> **Task details**:
Can you retype the Soe Thein profile word for word, between "Military service" and "2010 to 2013.", inclusive?

> **Text excerpt**:
--- START ---

Minister of the President's Office of Myanmar
- In office 27 August 2012 – 30 March 2016 Serving with Thein Nyunt, Soe Maung, Aung Min, Hla Tun and Tin Naing Thein
- Preceded by: Position established

Minister for Industry 2 of Myanmar
- In office June 2008 – 27 August 2012

Pyithu Hluttaw MP
- In office 31 January 2011 – 30 March 2011
- Preceded by: Constituency established
- Succeeded by: Tin Tin Yi (NLD)
- Constituency: Kyunsu Township
- Majority: Ran unopposed

Amyotha Hluttaw MP
- In office 1 February 2016 – 1 February 2021
- Constituency: Kayah State № 9

Commander-in-Chief of the Myanmar Navy
- In office 2 January 2004 – 20 June 2008

Personal details
- Born: 7 September 1949 (age 76) Rangoon, Burma
- Party: Union Solidarity and Development Party (2010-2015) Independent
- Spouse: Khin Aye Kyin
- Children: Aye Chan Yimon Aye Thida Aye

Military service
- Allegiance: Myanmar
- Branch/service: Myanmar Navy
- Years of service: –2010
- Rank: Vice-Admiral

= Soe Thein =

Burmese politician

Soe Thein (စိုးသိန်း; born 7 September 1949 in Rangoon, Burma), also spelt Soe Thane, is a Burmese politician who served as Minister of the President's Office of Myanmar (Burma) between 2011 and 2016 and as Minister of Industry 2 in 2010-2012. He is a retired Vice Admiral and previously served as the Commander in Chief of the Myanmar Navy. He also served as the Chairman of the Myanmar Investment Commission from 2010 to 2013.

--- END ---

> **Record extracts**:
--- START ---

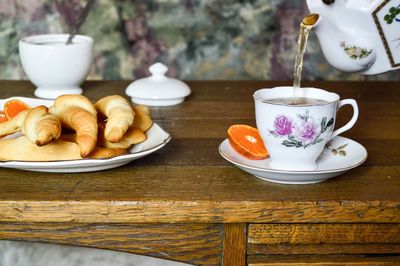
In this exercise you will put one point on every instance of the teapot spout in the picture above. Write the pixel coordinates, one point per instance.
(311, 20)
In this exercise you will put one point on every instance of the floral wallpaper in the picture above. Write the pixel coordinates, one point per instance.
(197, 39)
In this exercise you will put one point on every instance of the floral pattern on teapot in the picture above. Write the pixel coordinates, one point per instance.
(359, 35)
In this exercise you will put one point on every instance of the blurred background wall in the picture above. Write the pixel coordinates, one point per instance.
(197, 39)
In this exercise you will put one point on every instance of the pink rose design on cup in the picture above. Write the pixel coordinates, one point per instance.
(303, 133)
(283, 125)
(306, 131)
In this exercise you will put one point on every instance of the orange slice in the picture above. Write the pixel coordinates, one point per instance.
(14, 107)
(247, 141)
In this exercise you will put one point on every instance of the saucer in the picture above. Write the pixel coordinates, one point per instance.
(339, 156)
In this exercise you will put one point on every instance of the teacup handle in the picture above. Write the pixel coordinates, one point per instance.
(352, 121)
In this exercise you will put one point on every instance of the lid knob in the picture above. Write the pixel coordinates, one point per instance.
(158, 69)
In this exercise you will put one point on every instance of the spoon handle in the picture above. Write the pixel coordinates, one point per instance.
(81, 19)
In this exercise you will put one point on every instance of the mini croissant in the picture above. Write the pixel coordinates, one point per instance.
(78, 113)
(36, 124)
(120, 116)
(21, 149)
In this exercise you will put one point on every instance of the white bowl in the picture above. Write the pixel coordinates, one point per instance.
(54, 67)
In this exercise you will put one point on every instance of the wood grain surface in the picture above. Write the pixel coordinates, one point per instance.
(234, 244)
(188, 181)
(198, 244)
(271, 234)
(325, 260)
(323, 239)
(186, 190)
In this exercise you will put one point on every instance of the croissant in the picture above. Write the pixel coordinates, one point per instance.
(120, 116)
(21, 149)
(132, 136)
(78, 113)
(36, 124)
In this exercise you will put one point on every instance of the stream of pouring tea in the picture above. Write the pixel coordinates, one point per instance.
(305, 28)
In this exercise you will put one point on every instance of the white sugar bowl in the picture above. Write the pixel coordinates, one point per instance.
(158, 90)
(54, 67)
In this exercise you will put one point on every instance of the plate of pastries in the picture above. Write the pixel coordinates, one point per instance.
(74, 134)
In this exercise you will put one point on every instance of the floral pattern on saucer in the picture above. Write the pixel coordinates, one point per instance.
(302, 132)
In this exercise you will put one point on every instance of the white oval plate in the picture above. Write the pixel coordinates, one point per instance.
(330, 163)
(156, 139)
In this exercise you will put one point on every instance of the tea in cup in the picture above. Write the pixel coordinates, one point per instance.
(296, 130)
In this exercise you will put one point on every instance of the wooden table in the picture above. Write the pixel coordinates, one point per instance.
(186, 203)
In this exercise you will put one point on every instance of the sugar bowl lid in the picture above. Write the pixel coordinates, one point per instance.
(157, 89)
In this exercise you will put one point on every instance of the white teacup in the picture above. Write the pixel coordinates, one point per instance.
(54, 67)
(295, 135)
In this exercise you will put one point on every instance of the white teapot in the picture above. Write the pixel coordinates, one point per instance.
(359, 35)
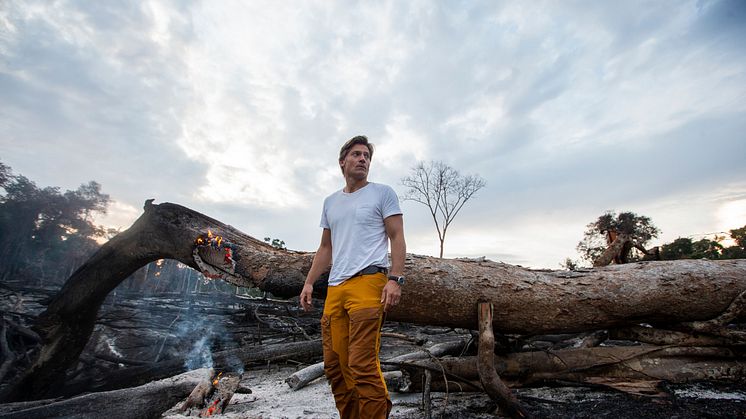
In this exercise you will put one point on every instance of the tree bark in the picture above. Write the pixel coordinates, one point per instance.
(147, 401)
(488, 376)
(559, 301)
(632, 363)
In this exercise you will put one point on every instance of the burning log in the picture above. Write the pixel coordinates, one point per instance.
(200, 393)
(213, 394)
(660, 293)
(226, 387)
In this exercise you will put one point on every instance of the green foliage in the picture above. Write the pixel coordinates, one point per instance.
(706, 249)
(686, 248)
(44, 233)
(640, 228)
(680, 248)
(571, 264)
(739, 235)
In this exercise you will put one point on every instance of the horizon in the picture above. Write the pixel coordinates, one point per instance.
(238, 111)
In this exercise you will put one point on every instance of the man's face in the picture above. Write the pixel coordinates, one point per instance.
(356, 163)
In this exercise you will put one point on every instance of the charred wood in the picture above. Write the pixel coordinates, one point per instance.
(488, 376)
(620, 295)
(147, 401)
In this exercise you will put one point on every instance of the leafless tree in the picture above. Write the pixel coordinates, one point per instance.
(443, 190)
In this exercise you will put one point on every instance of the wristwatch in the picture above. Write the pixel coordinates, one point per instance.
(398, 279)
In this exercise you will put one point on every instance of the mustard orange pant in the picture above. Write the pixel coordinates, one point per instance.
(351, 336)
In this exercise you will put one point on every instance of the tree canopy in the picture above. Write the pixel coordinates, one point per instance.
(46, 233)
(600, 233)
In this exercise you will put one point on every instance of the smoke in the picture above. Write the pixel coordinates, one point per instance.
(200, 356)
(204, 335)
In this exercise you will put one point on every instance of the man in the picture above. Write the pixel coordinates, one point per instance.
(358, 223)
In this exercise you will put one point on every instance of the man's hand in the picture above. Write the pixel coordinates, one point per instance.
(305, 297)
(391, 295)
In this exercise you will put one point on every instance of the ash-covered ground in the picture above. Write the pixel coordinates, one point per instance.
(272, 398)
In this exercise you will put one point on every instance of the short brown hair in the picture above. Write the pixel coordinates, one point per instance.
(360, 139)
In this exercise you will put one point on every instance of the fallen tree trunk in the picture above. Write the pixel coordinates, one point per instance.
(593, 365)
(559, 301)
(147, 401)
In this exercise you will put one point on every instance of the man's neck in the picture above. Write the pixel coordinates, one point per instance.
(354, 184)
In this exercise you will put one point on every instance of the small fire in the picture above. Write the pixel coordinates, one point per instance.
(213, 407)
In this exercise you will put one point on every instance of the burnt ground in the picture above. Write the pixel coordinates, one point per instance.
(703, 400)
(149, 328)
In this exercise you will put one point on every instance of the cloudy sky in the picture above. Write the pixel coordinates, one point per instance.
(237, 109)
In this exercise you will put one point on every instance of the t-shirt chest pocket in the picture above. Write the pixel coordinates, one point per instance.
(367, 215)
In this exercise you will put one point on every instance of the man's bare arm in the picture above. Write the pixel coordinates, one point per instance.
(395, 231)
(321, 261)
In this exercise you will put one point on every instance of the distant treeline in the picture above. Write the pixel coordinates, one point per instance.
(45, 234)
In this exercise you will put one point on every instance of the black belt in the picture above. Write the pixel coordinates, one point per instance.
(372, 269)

--- END ---

> **Task answer**:
Military service
- Allegiance: Myanmar
- Branch/service: Myanmar Navy
- Years of service: –2010
- Rank: Vice-Admiral

= Soe Thein =

Burmese politician

Soe Thein (စိုးသိန်း; born 7 September 1949 in Rangoon, Burma), also spelt Soe Thane, is a Burmese politician who served as Minister of the President's Office of Myanmar (Burma) between 2011 and 2016 and as Minister of Industry 2 in 2010-2012. He is a retired Vice Admiral and previously served as the Commander in Chief of the Myanmar Navy. He also served as the Chairman of the Myanmar Investment Commission from 2010 to 2013.